> _Brief A_
Repeat word for word the part of the adoration chapel article below, from "When new parishioners" to "days a week.".
> _Brief B_
Write the next part of the article below about Holy Family Parish's adoration chapel, picking up right after its last sentence.

> _Excerpt_
(First in a series)

Jesus’ Chapel

When new parishioners and guests come to Holy Family Parish, they’ll see what appears to be a small church in the main parking lot.  Known as the Divine Mercy Adoration Chapel, Jesus is physically present in the exposed Eucharist and perpetually adored by at least one member of His faithful, 24 hours a day, 7 days a week.

Tuesday, May 21, 2019 is the official day Holy Family celebrates 25 years of its Perpetual Eucharistic Adoration ministry. People of all ages are welcome to visit the Chapel whenever they wish to feel closer to our Lord. No appointment is necessary, and the entrance code is available by calling the Holy Family office.

Stay for a few minutes, or a few hours, any time, day or night. You won’t be alone, there will always be a minister there to silently pray along with you. And if the Spirit moves you to become one of the designated hourly ministers on a more regular basis, contact the ministry from their web page on the Holy Family web site:  http://www.holyfamilyorlando.com/perpetual-eucharistic-adoration/

The ”Mustard Seed” Approach: Start Small, Persevere and Grow

Like the Catholic Church itself, Holy Family’s Adoration program started small, then grew through faith, perseverance and hard work. The biggest challenge at each stage, of course, was assuring that adorers of the Blessed Sacrament were physically present during adoration hours.

When parishioners began requesting adoration of the Blessed Sacrament in the late 1980s, the initial call was for a “First Friday” adoration from end of morning Mass until noon. Once the initial program founders proved they could adequately cover the morning hours, then-pastor Father Joseph Harte expanded adoration in 1991 to overnight on First Fridays for the intention of Respect Life. “He said you have to bring me proof that the Blessed Sacrament will not be left alone for any of the night hours,” said parishioner Carol LaRosa, one of the initial program founders.  LaRosa and fellow parishioner Virginia Leopold created sign-up sheets seeking at least two people for each hour. The parish responded with more than enough commitments, and phase two began.

The ensuing success, and LaRosa’s experience with perpetual adoration during a vacation in South Florida, emboldened a parish-wide push for expanding the program in the early 1990s. As with the phases one and two of the program, the proponents needed to assure there would be sufficient commitment for phase three, 24/7 perpetual adoration, a daunting logistical challenge indeed. One hour a week, for example, would require 168 people at a minimum.

> _Extracted entries_
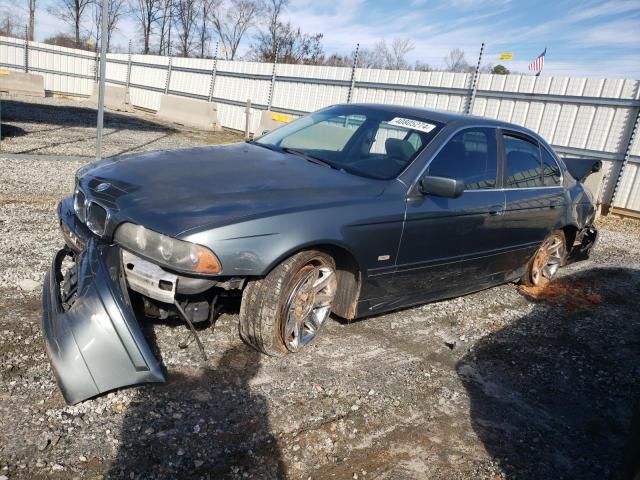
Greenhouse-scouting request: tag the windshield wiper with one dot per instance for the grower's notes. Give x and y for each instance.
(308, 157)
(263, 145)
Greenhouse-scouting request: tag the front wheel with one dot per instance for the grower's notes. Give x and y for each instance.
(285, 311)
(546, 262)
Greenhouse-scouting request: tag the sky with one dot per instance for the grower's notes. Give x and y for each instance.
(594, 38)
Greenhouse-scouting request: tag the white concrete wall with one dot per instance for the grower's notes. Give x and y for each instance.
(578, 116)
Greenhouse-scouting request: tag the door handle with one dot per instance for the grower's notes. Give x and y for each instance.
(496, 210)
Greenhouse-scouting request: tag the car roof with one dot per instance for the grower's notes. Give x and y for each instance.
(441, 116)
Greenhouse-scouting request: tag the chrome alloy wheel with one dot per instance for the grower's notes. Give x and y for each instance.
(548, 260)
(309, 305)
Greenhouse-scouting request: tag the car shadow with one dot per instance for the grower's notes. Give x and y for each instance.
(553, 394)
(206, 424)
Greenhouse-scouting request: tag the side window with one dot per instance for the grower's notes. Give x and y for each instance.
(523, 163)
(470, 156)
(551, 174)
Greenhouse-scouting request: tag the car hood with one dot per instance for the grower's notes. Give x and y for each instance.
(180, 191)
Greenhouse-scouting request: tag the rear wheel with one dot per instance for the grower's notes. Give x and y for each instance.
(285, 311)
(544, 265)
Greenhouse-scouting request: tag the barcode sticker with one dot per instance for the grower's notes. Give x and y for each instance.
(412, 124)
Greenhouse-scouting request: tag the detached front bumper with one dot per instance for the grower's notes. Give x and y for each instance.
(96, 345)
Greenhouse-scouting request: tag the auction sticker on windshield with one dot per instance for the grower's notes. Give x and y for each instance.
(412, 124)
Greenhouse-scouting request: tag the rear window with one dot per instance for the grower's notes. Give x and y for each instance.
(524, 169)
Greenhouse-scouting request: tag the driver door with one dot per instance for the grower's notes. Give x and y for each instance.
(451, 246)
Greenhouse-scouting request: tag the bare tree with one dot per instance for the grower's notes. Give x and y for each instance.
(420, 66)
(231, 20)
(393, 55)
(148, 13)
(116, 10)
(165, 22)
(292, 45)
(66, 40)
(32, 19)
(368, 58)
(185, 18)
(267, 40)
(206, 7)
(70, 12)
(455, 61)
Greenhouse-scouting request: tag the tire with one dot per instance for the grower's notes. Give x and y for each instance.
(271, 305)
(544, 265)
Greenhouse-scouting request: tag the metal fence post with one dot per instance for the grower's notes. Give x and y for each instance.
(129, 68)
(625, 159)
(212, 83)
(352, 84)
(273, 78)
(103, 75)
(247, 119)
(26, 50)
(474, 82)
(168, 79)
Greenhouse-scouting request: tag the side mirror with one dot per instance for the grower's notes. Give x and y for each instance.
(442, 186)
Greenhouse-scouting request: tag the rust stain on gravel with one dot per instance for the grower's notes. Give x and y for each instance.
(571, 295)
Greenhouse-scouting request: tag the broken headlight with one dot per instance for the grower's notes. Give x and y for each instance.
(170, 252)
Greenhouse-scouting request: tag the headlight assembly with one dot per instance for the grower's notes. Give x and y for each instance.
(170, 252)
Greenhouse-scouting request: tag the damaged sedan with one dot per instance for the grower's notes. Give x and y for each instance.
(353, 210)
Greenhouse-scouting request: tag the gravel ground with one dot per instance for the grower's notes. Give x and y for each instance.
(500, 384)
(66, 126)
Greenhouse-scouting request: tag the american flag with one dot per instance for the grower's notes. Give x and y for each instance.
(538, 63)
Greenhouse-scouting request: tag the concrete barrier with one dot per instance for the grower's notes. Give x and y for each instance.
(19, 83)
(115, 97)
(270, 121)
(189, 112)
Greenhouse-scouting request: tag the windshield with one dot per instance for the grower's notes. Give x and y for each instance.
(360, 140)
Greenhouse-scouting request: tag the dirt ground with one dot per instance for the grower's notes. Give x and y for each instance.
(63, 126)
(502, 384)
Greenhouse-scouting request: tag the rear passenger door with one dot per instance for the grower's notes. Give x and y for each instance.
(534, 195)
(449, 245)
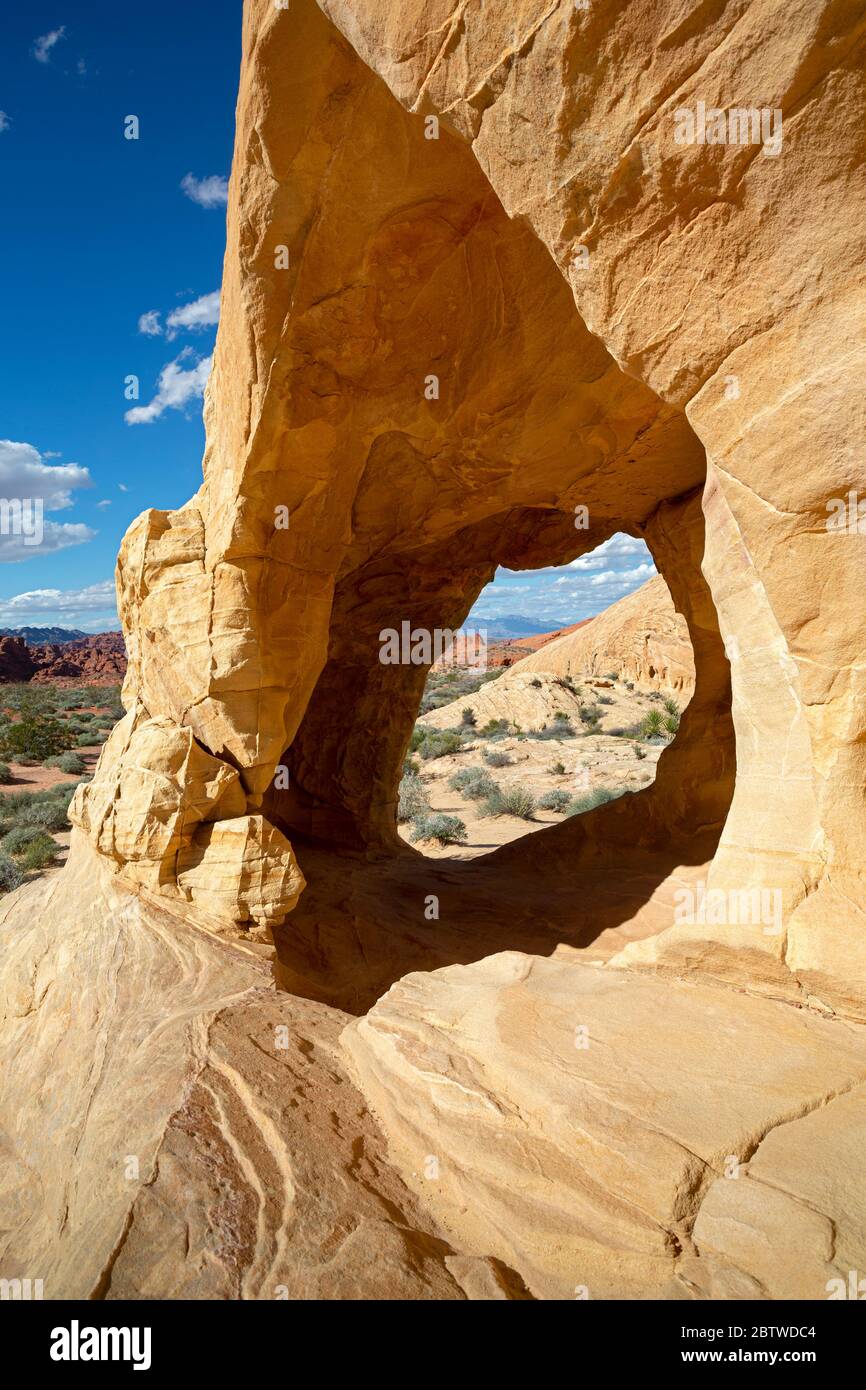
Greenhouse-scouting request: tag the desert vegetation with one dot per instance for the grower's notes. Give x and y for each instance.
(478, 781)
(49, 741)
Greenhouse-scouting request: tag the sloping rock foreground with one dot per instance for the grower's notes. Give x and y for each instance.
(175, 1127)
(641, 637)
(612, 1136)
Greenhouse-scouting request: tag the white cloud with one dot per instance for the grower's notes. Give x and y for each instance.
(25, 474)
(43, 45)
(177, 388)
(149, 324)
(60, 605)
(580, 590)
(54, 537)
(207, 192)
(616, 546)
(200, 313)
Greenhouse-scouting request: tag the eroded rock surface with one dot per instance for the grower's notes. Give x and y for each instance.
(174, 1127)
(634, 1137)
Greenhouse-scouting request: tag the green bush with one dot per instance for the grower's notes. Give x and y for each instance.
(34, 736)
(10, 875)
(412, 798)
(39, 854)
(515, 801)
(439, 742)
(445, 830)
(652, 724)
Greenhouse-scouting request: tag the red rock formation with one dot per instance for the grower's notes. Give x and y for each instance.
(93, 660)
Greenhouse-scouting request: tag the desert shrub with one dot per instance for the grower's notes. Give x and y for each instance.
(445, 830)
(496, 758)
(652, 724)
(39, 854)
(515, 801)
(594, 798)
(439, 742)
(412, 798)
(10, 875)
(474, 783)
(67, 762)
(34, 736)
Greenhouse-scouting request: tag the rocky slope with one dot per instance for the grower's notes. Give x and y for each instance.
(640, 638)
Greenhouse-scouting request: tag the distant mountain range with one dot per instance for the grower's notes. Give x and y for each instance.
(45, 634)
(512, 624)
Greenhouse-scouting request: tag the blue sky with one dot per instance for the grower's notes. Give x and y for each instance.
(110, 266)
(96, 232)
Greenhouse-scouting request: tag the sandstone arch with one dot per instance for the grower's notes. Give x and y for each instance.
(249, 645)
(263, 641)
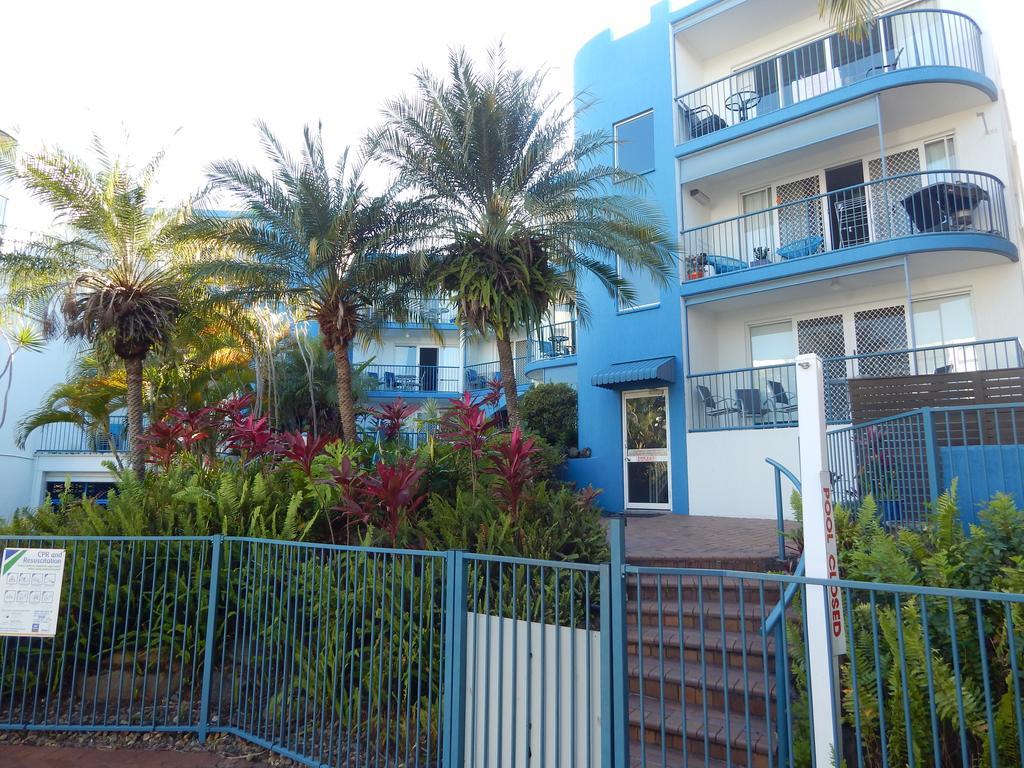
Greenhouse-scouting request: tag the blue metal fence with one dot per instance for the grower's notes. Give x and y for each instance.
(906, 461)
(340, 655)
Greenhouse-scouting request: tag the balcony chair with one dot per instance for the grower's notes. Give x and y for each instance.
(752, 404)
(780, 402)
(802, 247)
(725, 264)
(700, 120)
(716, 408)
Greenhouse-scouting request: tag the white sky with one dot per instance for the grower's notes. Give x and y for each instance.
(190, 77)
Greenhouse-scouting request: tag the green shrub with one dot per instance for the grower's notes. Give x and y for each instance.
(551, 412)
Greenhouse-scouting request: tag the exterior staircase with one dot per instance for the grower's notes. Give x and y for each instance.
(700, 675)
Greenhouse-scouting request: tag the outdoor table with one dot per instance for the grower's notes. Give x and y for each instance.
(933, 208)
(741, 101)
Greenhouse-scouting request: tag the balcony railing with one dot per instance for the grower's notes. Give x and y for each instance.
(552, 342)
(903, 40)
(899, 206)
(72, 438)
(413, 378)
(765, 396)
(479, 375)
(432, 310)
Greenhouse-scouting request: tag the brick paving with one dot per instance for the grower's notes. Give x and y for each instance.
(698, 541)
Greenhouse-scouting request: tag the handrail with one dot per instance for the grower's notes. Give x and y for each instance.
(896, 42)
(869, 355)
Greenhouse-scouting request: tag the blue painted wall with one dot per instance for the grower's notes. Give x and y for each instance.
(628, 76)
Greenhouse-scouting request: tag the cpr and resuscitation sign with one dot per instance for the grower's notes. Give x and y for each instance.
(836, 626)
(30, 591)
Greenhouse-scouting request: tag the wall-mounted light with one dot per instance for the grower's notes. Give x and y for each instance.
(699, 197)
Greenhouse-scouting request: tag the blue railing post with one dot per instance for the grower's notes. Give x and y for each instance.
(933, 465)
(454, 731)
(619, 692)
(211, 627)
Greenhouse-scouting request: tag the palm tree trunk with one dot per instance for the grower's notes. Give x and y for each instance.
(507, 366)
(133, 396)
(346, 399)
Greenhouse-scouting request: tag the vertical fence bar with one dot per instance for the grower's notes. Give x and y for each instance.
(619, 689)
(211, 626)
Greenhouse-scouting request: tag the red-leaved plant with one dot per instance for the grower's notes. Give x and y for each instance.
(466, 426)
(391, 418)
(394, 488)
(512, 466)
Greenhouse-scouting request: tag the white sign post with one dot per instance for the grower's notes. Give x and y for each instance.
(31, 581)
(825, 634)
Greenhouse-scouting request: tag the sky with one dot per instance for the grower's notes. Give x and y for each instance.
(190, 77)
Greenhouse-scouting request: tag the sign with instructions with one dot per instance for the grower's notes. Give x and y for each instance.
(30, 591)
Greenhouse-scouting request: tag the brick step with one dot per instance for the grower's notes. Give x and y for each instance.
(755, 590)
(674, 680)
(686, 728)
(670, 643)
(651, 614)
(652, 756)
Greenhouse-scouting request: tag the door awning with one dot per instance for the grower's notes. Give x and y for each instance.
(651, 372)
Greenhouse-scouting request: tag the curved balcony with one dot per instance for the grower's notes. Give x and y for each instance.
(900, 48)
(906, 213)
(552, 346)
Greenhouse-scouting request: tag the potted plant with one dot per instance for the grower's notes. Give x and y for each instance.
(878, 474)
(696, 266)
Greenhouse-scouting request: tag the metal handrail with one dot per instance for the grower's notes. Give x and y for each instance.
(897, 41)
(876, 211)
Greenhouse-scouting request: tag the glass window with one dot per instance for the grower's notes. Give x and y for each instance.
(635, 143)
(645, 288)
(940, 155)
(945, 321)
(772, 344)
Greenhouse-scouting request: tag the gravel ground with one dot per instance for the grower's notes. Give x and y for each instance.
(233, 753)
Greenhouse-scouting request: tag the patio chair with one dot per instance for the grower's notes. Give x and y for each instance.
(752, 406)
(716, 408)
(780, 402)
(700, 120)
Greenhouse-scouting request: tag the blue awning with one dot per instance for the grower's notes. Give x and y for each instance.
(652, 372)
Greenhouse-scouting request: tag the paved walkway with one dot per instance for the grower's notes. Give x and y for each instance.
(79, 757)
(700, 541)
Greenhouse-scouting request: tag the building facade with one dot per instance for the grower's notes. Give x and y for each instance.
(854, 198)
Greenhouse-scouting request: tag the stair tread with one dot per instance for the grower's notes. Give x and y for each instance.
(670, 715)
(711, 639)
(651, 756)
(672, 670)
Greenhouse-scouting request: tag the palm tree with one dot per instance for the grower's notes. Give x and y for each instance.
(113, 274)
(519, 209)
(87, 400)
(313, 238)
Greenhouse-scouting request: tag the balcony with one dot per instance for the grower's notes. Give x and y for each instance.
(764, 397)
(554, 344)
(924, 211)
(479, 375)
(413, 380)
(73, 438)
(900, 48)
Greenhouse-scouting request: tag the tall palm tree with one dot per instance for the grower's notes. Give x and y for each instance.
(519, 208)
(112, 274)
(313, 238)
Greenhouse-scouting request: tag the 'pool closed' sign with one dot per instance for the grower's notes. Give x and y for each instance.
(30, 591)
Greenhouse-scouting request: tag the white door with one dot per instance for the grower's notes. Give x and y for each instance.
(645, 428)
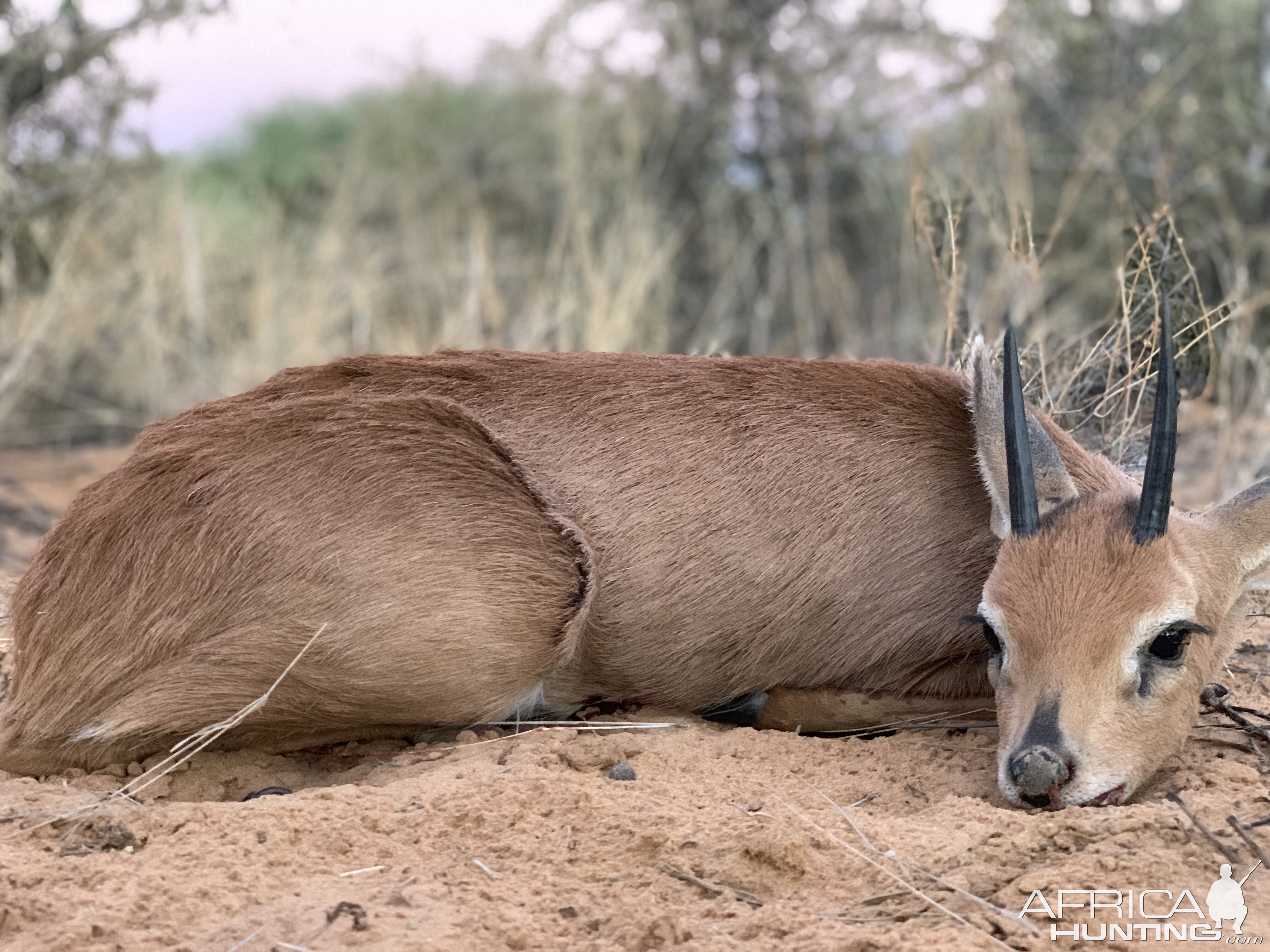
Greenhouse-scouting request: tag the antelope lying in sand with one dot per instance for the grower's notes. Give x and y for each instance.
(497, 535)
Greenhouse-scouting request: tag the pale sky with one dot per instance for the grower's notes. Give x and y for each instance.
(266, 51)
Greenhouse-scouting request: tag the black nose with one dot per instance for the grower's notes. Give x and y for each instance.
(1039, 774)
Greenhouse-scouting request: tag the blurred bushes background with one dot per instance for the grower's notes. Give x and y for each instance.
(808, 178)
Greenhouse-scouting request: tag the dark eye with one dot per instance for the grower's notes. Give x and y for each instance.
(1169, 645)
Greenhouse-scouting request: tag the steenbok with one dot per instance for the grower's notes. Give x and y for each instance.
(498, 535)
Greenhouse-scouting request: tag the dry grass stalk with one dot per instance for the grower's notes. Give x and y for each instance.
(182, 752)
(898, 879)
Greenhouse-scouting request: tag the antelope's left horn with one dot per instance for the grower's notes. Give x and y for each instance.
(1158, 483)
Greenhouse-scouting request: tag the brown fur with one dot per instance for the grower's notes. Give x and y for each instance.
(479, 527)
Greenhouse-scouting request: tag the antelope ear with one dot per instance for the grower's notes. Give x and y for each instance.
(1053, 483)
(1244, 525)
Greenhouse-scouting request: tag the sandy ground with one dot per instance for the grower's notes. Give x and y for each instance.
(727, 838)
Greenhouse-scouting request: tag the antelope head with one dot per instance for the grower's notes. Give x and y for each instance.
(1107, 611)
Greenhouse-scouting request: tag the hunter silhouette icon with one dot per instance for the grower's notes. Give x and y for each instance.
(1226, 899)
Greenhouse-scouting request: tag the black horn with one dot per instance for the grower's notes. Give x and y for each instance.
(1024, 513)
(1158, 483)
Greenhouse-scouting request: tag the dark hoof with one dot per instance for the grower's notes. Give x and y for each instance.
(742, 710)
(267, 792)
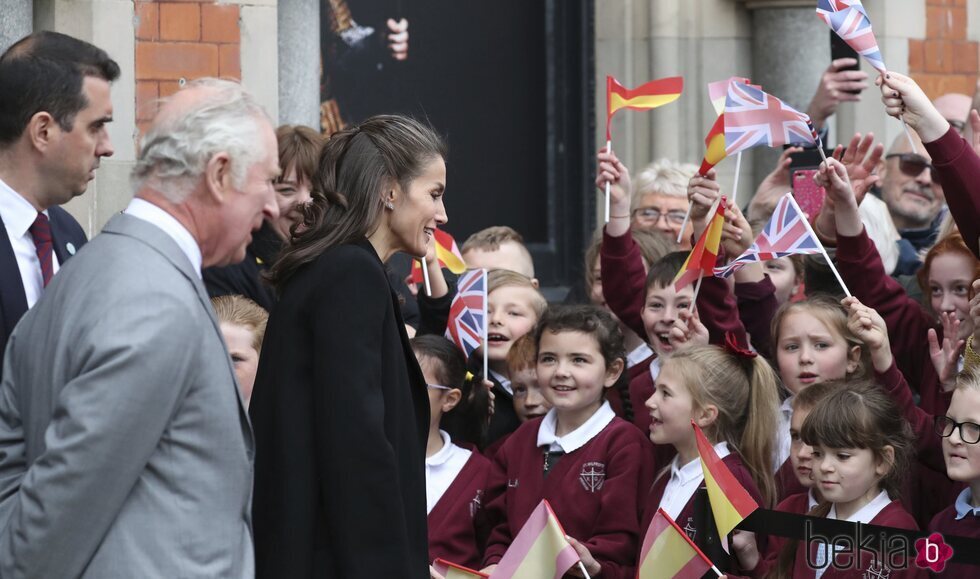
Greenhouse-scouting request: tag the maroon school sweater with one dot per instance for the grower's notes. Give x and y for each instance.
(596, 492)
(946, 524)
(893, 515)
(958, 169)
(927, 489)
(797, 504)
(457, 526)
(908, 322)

> _Exercise result A_
When new parishioners and guests come to Holy Family Parish, they’ll see what appears to be a small church in the main parking lot.  Known as the Divine Mercy Adoration Chapel, Jesus is physically present in the exposed Eucharist and perpetually adored by at least one member of His faithful, 24 hours a day, 7 days a week.

> _Exercise result B_
Initiating a parish-wide education process, Holy Family’s program leaders constructed the framework for Perpetual Adoration: Quarter-Day Block Captains (LaRosa, Anna Long, Marlyne Mauro and Karen Walls) and commitments by designated hourly and back-up volunteers. Once again, Holy Family rose to the challenge, with positive responses from more than 700 parishioners. Thus, in 1994, with the blessing of then-pastor Father William Ennis, Perpetual Eucharistic Adoration at Holy Family was born.

“Upon this Rock…”: Building the Perpetual Adoration Chapel

Finding a suitable location for 24/7 Perpetual Adoration presented its own challenges in the mid-to late-1990s.  The program rotated through several locations, from converted cry room in the original church to the Bethany Library (current home of St. Vincent de Paul’s food pantry). The parish, however, desired a building set aside solely for Perpetual Adoration.

In honor of her deceased husband, parishioner Emily King donated the money for a stand-alone building and construction for the Divine Mercy Chapel began in 1999. It initially sat on the current space of the Parish Life Center and was subsequently moved to its current location adjacent to the main Church in the North Parking area.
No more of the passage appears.